Work request: Start to finish, copy the data exactly.

Data for analysis:
══════════════════════════════

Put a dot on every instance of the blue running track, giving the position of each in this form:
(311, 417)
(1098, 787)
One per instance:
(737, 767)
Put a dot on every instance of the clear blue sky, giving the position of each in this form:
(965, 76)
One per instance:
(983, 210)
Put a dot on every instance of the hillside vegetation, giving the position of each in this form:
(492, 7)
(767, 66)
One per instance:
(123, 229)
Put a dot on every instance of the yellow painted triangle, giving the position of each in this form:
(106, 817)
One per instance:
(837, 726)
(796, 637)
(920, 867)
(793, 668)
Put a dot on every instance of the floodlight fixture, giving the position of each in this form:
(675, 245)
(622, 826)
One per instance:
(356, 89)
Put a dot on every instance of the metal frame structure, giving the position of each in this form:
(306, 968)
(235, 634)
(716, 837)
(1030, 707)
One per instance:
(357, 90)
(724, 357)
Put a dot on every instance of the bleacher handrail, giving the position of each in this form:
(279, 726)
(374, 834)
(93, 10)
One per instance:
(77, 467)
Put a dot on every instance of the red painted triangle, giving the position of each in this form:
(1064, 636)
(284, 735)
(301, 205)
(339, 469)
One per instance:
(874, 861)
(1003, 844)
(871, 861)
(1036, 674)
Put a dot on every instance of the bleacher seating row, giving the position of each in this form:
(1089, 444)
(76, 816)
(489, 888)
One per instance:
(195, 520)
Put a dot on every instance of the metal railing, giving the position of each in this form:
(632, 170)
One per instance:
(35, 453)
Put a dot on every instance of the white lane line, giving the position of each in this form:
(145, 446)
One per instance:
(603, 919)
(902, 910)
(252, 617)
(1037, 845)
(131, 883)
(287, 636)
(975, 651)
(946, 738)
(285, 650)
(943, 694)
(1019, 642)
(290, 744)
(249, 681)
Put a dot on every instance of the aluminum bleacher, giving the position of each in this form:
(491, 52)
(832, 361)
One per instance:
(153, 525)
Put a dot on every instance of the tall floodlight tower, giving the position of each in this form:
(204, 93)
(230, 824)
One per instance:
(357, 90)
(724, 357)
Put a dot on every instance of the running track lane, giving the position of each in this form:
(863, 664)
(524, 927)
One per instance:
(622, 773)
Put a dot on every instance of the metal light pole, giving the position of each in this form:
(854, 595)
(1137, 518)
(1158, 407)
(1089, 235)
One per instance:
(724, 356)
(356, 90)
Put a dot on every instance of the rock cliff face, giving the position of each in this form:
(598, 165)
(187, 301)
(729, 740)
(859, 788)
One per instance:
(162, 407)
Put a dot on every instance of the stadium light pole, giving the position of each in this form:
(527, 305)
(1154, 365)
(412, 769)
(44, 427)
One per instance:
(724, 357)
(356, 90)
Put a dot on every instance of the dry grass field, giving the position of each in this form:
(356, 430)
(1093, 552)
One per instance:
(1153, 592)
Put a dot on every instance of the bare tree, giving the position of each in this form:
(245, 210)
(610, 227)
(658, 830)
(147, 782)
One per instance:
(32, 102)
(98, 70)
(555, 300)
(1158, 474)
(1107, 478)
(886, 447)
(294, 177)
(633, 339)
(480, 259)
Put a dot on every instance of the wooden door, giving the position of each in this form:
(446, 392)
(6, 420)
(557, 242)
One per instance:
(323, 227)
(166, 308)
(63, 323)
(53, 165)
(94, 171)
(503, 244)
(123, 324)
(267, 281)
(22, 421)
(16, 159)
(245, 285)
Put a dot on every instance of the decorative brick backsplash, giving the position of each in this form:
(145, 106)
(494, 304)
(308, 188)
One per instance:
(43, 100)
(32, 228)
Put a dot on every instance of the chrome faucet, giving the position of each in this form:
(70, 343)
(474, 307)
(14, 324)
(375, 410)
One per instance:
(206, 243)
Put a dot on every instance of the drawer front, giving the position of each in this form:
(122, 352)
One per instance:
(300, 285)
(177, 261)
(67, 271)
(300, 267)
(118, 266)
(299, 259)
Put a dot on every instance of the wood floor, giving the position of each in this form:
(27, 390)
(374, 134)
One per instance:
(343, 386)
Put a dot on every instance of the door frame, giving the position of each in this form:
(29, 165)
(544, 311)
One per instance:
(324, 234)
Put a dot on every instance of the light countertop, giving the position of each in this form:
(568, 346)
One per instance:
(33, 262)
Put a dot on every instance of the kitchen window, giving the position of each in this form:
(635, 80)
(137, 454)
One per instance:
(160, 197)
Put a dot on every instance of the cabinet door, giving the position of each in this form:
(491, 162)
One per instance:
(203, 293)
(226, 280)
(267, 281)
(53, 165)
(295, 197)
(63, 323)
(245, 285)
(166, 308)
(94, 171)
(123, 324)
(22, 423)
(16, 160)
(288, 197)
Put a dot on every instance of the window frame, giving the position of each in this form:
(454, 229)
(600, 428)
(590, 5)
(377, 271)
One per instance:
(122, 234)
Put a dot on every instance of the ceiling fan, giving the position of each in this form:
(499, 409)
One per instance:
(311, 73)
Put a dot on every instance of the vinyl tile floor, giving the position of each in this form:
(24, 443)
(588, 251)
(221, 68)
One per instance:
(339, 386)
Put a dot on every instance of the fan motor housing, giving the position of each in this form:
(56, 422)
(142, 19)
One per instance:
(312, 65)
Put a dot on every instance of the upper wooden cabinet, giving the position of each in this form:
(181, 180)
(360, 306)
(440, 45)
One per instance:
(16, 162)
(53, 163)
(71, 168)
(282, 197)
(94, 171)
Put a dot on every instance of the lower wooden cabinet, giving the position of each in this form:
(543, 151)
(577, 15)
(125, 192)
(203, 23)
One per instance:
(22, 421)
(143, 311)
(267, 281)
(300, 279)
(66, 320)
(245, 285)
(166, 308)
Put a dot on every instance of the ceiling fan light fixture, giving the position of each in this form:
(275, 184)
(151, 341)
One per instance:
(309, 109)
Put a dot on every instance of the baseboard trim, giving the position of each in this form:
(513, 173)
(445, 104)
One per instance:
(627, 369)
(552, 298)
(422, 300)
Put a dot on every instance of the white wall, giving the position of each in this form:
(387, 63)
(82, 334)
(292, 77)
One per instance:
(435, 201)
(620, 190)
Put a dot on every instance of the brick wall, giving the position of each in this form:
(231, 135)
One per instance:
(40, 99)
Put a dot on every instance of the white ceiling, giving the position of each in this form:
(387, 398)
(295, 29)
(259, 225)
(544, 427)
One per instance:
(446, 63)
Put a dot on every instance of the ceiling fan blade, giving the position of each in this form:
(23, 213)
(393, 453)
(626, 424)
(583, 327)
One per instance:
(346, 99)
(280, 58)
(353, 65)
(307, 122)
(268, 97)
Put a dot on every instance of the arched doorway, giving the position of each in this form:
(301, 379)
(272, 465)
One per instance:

══════════════════════════════

Task answer:
Put a dot on every instance of the blue running track, giving the position of each in this form:
(311, 417)
(1098, 787)
One per instance:
(737, 767)
Put a dot on every instance of the clear blue sky, giving the position of each in this form:
(965, 76)
One per instance:
(983, 210)
Put a dot on every instance of the hillside vegetation, giving the position of each in this form:
(492, 7)
(767, 66)
One per instance:
(123, 229)
Put a dot on every instance of the yellow painted triangle, giving the position of each in this form:
(106, 817)
One per instance:
(837, 726)
(796, 637)
(920, 867)
(793, 668)
Put a dot on every instance of the floodlight fixture, giving the position of each in this form:
(675, 245)
(622, 826)
One per instance:
(356, 89)
Put a dot on every instance of the metal frame structure, giving the position of each in this form:
(306, 968)
(235, 634)
(716, 837)
(1030, 707)
One per instance:
(357, 90)
(724, 357)
Put a dot on every instance of the bleacher handrail, giving the position of each in this form:
(279, 726)
(374, 834)
(93, 10)
One per instance:
(77, 467)
Put a dot on every instance of the red painted triangle, giving the position of each in this form:
(1064, 636)
(284, 735)
(301, 205)
(339, 469)
One per instance:
(874, 861)
(1003, 844)
(871, 861)
(1036, 674)
Put a dot on every instance of the bleacher seating row, giving the position of each in this form:
(1089, 444)
(76, 816)
(489, 888)
One per instance:
(195, 520)
Put a dot on every instance of the metal railing, giving the position of each in this form:
(632, 170)
One per instance:
(35, 453)
Put a dot on every instance of the white lane line, giving the position of each in this form:
(145, 446)
One per instance:
(603, 919)
(902, 910)
(252, 617)
(1037, 845)
(131, 883)
(287, 636)
(975, 651)
(946, 738)
(285, 650)
(943, 694)
(1019, 642)
(290, 744)
(249, 681)
Put a dot on every instance of the aluminum bleacher, giving the position of each in this form:
(491, 52)
(832, 361)
One per instance:
(153, 525)
Put a dot on every instance of the tall floodlight tower, giving the position of each in this form:
(204, 93)
(230, 824)
One per instance:
(357, 90)
(724, 357)
Put a dot on every instance of the running track lane, giving the position of each in this form:
(863, 664)
(524, 927)
One per instance:
(622, 773)
Put a dot on every instance of the metal light pole, giving the position of each in this form:
(854, 595)
(1137, 518)
(1158, 407)
(1089, 235)
One per instance:
(724, 356)
(356, 90)
Put a dot on every instance of the rock cliff face, giving the position of each in this form:
(598, 165)
(187, 301)
(729, 740)
(859, 788)
One per instance:
(162, 407)
Put a dot on every instance of the stadium light pole, giving the position of each in this form:
(527, 305)
(1154, 365)
(412, 769)
(44, 427)
One per instance:
(724, 357)
(356, 90)
Put a dot on every instance of the dry grass field, giving the position of each in this form:
(356, 430)
(1093, 552)
One per instance:
(1153, 592)
Put a dot on every instance of the bare tree, giving the position of each in this form:
(245, 210)
(610, 227)
(658, 830)
(147, 782)
One per instance:
(32, 102)
(98, 70)
(555, 300)
(1158, 474)
(1107, 478)
(886, 447)
(294, 177)
(633, 339)
(480, 259)
Put a dot on every instance of the wooden door, giving the position of each in this form:
(446, 392)
(6, 420)
(557, 242)
One per instance:
(323, 227)
(166, 308)
(63, 323)
(53, 165)
(94, 171)
(503, 244)
(123, 324)
(267, 281)
(22, 421)
(16, 159)
(245, 285)
Put a dot on every instance of the decorative brick backsplash, giving the position of each in this form:
(145, 106)
(494, 304)
(308, 188)
One per instance:
(43, 100)
(32, 228)
Put a dot on every instance of the chrome faucet, giving the position of each in this form:
(70, 343)
(474, 307)
(14, 324)
(375, 410)
One per instance:
(206, 243)
Put a dot on every instance of the drawer front, giving the position of each in this form:
(122, 352)
One per instance:
(300, 285)
(177, 261)
(67, 271)
(300, 267)
(118, 266)
(299, 259)
Put a dot on every instance of the wood floor, giving the position of each in this form:
(27, 390)
(374, 134)
One per instance:
(343, 386)
Put a dot on every instance of the door frame, giving the position of each in this form:
(29, 165)
(544, 311)
One per instance:
(324, 234)
Put a dot on every instance of the light countertop, giving the position of each in this form:
(568, 346)
One per instance:
(33, 262)
Put a dot on every instance of the kitchen window, giving the position of each in this form:
(635, 80)
(137, 454)
One per instance:
(160, 197)
Put a dot on every instance of the cabinet door, giving the position of each in this form:
(491, 162)
One per instance:
(203, 293)
(226, 280)
(267, 281)
(53, 165)
(295, 197)
(63, 323)
(245, 285)
(166, 308)
(94, 171)
(123, 324)
(22, 423)
(16, 160)
(288, 197)
Put a dot on every instance of the window frame, giving the position of each in this form:
(454, 229)
(600, 428)
(590, 5)
(377, 271)
One per instance:
(122, 234)
Put a dot on every instance of the ceiling fan, giving the position of each in this form:
(499, 409)
One per instance:
(311, 73)
Put a dot on every instance of the vinyl tile floor, giving the position of each in this form:
(24, 443)
(588, 251)
(221, 68)
One per instance:
(339, 386)
Put a dot on every instance of the fan motor housing, giving the position of each in this form:
(56, 422)
(142, 19)
One per instance:
(312, 65)
Put a dot on every instance of the upper wooden cabinet, giving the position of each in this form:
(181, 180)
(360, 306)
(440, 45)
One per instance:
(16, 162)
(53, 163)
(71, 168)
(282, 197)
(94, 171)
Put a dot on every instance of the lower wooden cabinet, giving the position of each in this form:
(543, 151)
(577, 15)
(125, 192)
(203, 23)
One per instance:
(22, 421)
(143, 311)
(267, 281)
(300, 279)
(66, 320)
(245, 285)
(166, 308)
Put a dot on every instance of the ceiling fan light fixture, giving the position of each in this form:
(275, 184)
(151, 341)
One per instance:
(309, 109)
Put a dot on every instance of the baseboard trim, giving the position of each in this form:
(513, 173)
(445, 104)
One per instance:
(627, 369)
(552, 298)
(422, 300)
Put a dot on every instance of the white wall, giving the position of each in this form:
(387, 63)
(82, 334)
(292, 77)
One per instance:
(435, 201)
(620, 190)
Put a dot on every instance of the brick wall, giving the position of each in this form:
(231, 135)
One per instance:
(40, 99)
Put a dot on every instance of the white ceiling, giving the position of each in this form:
(387, 398)
(295, 29)
(259, 225)
(544, 427)
One per instance:
(446, 63)
Put a dot on every instance of the ceiling fan blade, giving the position of each in this form:
(23, 213)
(393, 453)
(626, 424)
(583, 327)
One per instance:
(346, 99)
(280, 58)
(353, 65)
(307, 122)
(268, 97)
Put a dot on every instance of the arched doorway, giving the position of each in this form:
(301, 379)
(272, 465)
One per instance:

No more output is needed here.